**Work task**
Set down the data below exactly; pictures stay out.

**Material to process**

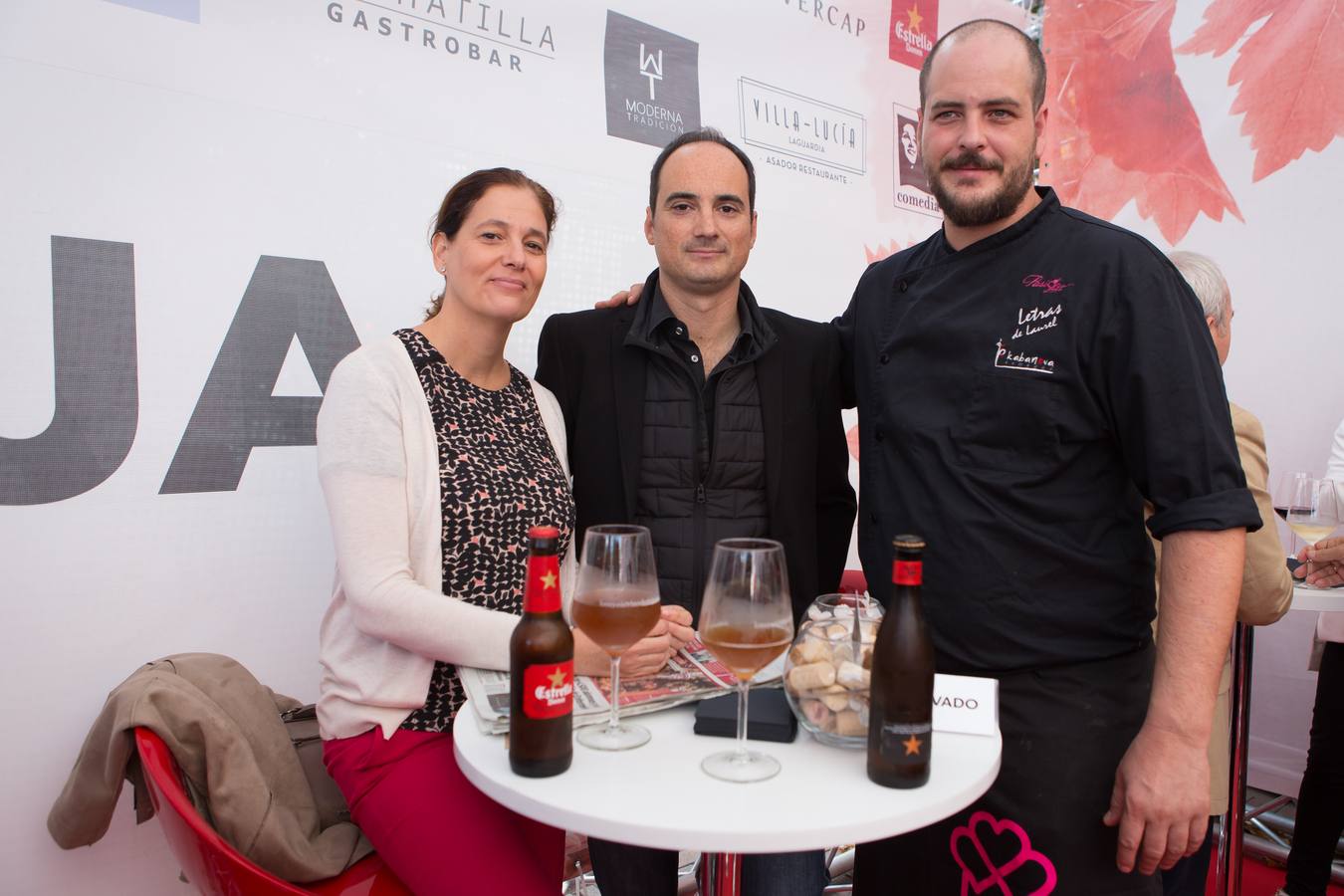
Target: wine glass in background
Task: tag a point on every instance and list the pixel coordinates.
(615, 603)
(1314, 511)
(746, 622)
(1285, 492)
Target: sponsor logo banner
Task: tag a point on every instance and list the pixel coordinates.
(828, 14)
(652, 81)
(910, 184)
(184, 10)
(914, 30)
(803, 127)
(479, 33)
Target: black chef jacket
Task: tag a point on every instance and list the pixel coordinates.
(1017, 400)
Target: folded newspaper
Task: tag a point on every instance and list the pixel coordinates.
(691, 673)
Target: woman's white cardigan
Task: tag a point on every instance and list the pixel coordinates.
(388, 618)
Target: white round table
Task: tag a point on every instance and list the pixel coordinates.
(656, 795)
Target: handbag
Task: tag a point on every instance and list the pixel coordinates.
(302, 726)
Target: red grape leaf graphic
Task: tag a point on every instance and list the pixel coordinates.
(1121, 125)
(1290, 73)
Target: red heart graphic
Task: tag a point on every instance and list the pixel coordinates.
(982, 829)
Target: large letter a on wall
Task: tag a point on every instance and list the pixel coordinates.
(93, 323)
(237, 411)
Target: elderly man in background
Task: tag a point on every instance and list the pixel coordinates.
(1266, 584)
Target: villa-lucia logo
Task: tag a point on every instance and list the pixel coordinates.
(652, 81)
(801, 133)
(914, 30)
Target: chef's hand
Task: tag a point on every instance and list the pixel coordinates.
(1160, 800)
(624, 297)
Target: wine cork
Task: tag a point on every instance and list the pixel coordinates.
(813, 675)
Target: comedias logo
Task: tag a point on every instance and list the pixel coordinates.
(652, 82)
(910, 184)
(467, 30)
(914, 29)
(799, 126)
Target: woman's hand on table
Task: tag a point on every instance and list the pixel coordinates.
(1323, 563)
(644, 657)
(679, 625)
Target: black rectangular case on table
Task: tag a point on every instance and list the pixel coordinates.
(769, 716)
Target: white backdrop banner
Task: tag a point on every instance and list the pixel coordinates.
(207, 203)
(1214, 127)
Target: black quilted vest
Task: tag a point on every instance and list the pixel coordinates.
(692, 495)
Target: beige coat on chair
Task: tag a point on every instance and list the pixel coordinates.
(225, 731)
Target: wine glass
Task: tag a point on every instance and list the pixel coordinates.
(1314, 511)
(746, 622)
(1283, 496)
(615, 603)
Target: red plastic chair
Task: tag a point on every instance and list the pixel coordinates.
(853, 581)
(218, 869)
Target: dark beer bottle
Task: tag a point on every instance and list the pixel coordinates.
(541, 661)
(901, 702)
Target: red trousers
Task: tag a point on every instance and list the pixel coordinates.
(433, 826)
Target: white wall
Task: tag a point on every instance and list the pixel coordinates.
(250, 127)
(212, 133)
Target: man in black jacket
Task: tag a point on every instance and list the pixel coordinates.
(703, 415)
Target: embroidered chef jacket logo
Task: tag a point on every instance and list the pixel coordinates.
(1051, 285)
(1008, 358)
(1036, 320)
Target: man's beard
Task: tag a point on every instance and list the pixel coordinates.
(987, 210)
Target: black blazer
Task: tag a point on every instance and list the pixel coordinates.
(598, 381)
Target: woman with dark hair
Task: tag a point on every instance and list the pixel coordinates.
(436, 456)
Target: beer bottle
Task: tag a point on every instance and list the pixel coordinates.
(901, 702)
(541, 666)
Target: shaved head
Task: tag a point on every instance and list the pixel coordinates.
(976, 26)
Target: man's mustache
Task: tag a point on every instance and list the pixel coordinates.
(971, 160)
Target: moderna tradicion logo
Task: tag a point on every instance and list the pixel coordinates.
(914, 30)
(652, 81)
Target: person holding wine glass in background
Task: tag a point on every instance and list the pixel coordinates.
(703, 415)
(1320, 802)
(436, 456)
(1266, 587)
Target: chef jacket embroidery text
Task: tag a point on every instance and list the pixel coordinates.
(1036, 320)
(1008, 358)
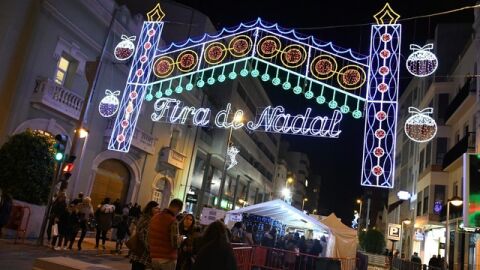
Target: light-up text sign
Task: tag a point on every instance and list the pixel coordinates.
(271, 119)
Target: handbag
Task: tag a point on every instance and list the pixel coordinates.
(54, 230)
(135, 245)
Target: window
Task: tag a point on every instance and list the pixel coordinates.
(174, 139)
(426, 192)
(62, 68)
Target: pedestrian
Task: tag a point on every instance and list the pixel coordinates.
(237, 233)
(79, 199)
(186, 251)
(215, 253)
(104, 216)
(6, 205)
(122, 232)
(164, 238)
(73, 225)
(85, 215)
(58, 212)
(140, 258)
(249, 236)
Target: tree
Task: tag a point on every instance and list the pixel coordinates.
(27, 166)
(373, 242)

**Answer to this problem**
Target: wine glass in background
Task: tag a point on every instance and list the pixel coordinates.
(615, 603)
(1314, 511)
(746, 622)
(1285, 492)
Target: sponsor logo banner
Task: tag a point on every instance and list the pixel coordinates.
(828, 14)
(652, 81)
(910, 184)
(184, 10)
(914, 30)
(803, 127)
(479, 33)
Target: black chef jacket
Task: tag a point on every instance and list the pixel coordinates.
(1017, 400)
Target: folded newspaper
Task: tag a point on every instance and list the pixel coordinates.
(691, 673)
Target: woman's white cardigan
Task: tag a point on every instance and list the pixel coordinates.
(388, 618)
Target: white round table
Task: tag a point on every instance and list the pixel coordinates.
(656, 795)
Target: handbag
Task: tag a point on every instance and list the pixel coordinates.
(302, 726)
Target: red grape leaf graphic
Task: tag a point on every instance and list the pixel coordinates.
(1121, 125)
(1290, 73)
Target: red heart graphic
Task: tag a point on every instance and list the pixel coordinates.
(982, 829)
Target: large letter a on wall
Task: tag a point on every instance and list the pixel coordinates.
(93, 323)
(237, 411)
Target: elderly man in background
Task: tag a point on every instance and list the pixel coordinates.
(1266, 584)
Target: villa-lucia logo
Task: tag a point on every instance and list the pixel coordinates.
(652, 81)
(801, 133)
(914, 30)
Target: chef's hand
Task: tag a point on every instance and list the pixel coordinates.
(1160, 800)
(624, 297)
Target: wine cork
Task: tag a point on every instance and list the pixel coordinates.
(813, 675)
Target: comedias logo
Task: tag a point on every instance and list the pixel coordinates.
(652, 82)
(910, 184)
(467, 30)
(914, 29)
(799, 126)
Target: woman's hand on table
Task: tag a point on every instance and list the pixel coordinates.
(1323, 563)
(644, 657)
(679, 625)
Target: black rectangular case on table
Task: tag a point on every instance and list the pixel coordinates.
(769, 716)
Target: white backdrop banner
Task: tag a point on every instance and list the pixel coordinates.
(207, 203)
(1214, 127)
Target: black quilted vest
Task: tag a point on every instance and list the pixel coordinates.
(692, 495)
Target: beige coat on chair
Task: tag a point on every instance and list the pixel coordinates.
(225, 731)
Target: wine glass
Task: tag a point on every instance and list the pixel coordinates.
(1314, 511)
(746, 622)
(1283, 496)
(615, 603)
Target: red plastic chair
Task: tag a point on every instance and list the pixel coordinates.
(853, 581)
(218, 869)
Target: dark beer bottle
Task: tag a point on every instance and list the pixel coordinates.
(541, 661)
(901, 702)
Target: red trousers
Task: tag a point on every instance and list the pixel coordinates.
(433, 826)
Target: white wall
Task: tag a point on every instance and list the pixel coordinates.
(250, 127)
(212, 133)
Target: man in black jacket
Task: tag a point on every instance and list the pixel coordinates.
(703, 415)
Target: embroidered chef jacket logo
Task: tag a point on every instance and list the pixel coordinates.
(1051, 285)
(1008, 358)
(1036, 320)
Target: man's beard
Task: tag a point on every instance and list the pixel coordinates.
(987, 210)
Target: black blazer
Task: tag a point on every instance and list the pixel coordinates.
(598, 381)
Target: woman with dark hair
Task: tag a point on every instance and list the pixel coordinates.
(436, 456)
Target: beer bottle
Task: tag a point on every instance and list the pixel coordinates.
(901, 702)
(541, 666)
Target: shaved head
Task: tag a point on every instance and list the pixel coordinates.
(976, 26)
Target: man's mustache
Task: tag a point on every instance and list the pixel coordinates.
(971, 160)
Target: moderna tradicion logo
Task: tag a point on every instance and list the pixel coordinates.
(914, 30)
(652, 81)
Target: person holding wine glass in background
Task: tag a point on every instance and list the pixel coordinates.
(703, 415)
(1320, 802)
(436, 456)
(1266, 587)
Target: chef jacket embroidery text
Task: tag a point on every instance and list the pixel coordinates.
(1036, 320)
(1008, 358)
Target: light-up text sign
Task: tag a point on every instance and list the pixel coordinates.
(271, 119)
Target: handbag
Task: tag a point on every instance and list the pixel coordinates.
(54, 230)
(135, 245)
Target: window
Task: tag a point on every instance and list the pixel coordinates.
(174, 139)
(426, 192)
(62, 68)
Target: pedestrian
Task: tag a point on every instance and list the pixel coordinates.
(237, 233)
(79, 199)
(186, 251)
(215, 253)
(104, 216)
(6, 205)
(122, 232)
(164, 238)
(73, 225)
(85, 215)
(58, 212)
(140, 258)
(249, 236)
Target: tree
Task: tag a point on every instance and list the pixel coordinates.
(27, 166)
(373, 242)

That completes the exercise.